(Rows from a box labeling dataset)
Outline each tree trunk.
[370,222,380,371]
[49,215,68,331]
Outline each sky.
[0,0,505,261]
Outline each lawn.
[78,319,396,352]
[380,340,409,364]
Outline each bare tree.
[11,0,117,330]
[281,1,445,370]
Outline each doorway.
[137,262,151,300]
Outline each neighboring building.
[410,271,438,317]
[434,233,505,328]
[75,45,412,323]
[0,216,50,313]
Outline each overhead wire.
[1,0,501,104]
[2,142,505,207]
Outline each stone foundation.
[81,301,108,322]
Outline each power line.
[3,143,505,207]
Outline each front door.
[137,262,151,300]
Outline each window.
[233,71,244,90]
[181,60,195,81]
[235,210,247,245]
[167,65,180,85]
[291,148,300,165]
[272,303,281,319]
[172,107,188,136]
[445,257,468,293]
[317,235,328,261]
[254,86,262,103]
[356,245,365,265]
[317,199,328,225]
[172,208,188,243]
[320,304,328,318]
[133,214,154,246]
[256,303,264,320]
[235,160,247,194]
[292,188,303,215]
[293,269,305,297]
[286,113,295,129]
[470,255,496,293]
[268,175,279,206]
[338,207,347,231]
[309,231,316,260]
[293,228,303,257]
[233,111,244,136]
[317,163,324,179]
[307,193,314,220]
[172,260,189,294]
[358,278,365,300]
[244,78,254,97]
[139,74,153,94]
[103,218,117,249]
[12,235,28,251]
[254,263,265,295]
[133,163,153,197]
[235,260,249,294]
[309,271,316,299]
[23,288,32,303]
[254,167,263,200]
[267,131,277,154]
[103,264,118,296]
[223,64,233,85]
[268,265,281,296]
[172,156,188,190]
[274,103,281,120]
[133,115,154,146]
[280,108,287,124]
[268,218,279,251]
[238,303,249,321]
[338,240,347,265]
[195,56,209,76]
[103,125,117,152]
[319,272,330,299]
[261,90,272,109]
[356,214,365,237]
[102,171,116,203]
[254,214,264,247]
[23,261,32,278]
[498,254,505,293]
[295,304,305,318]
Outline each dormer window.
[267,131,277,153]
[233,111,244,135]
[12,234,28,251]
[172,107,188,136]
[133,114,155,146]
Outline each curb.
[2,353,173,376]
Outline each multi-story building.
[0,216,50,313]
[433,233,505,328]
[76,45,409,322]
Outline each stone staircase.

- [The exercise]: Copy out the entire listing above, line for line, without changing anything.

- [Worked solution]:
Outline each tree trunk.
[370,222,380,371]
[49,215,68,331]
Outline each sky.
[0,0,505,261]
Outline each lawn.
[78,319,396,352]
[380,340,409,364]
Outline each bare tree.
[11,0,117,330]
[281,1,445,370]
Outline each doorway.
[137,262,151,300]
Outline each neighboring building.
[410,271,438,317]
[434,233,505,328]
[75,45,412,323]
[0,216,50,313]
Outline each overhead wire.
[1,0,501,104]
[2,142,505,207]
Outline each stone foundation.
[81,301,108,322]
Outline each power line.
[3,143,505,207]
Outline each front door.
[137,262,151,300]
Outline each window.
[233,71,244,90]
[181,60,195,81]
[235,210,247,245]
[167,65,180,85]
[291,148,300,165]
[272,303,281,319]
[172,107,188,136]
[445,257,468,293]
[317,235,328,261]
[254,86,262,103]
[356,245,365,265]
[317,199,328,225]
[172,208,188,243]
[320,304,328,318]
[133,214,154,246]
[256,303,264,320]
[235,160,247,194]
[292,188,303,215]
[293,269,305,297]
[286,113,295,129]
[470,255,496,293]
[268,175,279,206]
[338,207,347,231]
[309,231,316,260]
[293,228,303,257]
[233,111,244,136]
[317,163,324,179]
[307,193,314,220]
[172,260,189,294]
[358,278,365,300]
[244,78,254,97]
[139,74,153,94]
[103,218,117,249]
[12,235,28,251]
[254,263,265,295]
[133,163,153,197]
[235,260,249,294]
[309,271,316,299]
[23,288,32,303]
[254,167,263,200]
[267,131,277,154]
[103,264,118,296]
[223,64,233,85]
[268,265,281,296]
[172,156,188,190]
[274,103,281,120]
[133,115,154,146]
[280,108,287,124]
[268,218,279,251]
[238,303,249,321]
[338,240,347,265]
[195,56,209,76]
[103,125,117,152]
[319,272,330,299]
[261,90,272,109]
[356,214,365,237]
[102,171,116,203]
[254,214,264,247]
[23,261,32,278]
[498,254,505,293]
[295,304,305,318]
Outline each dormer window.
[267,131,277,153]
[233,111,244,135]
[12,234,28,251]
[172,107,188,136]
[133,114,155,146]
Outline each curb.
[2,353,173,376]
Outline each multi-story building.
[0,216,50,313]
[433,233,505,328]
[76,45,409,322]
Outline each stone staircase.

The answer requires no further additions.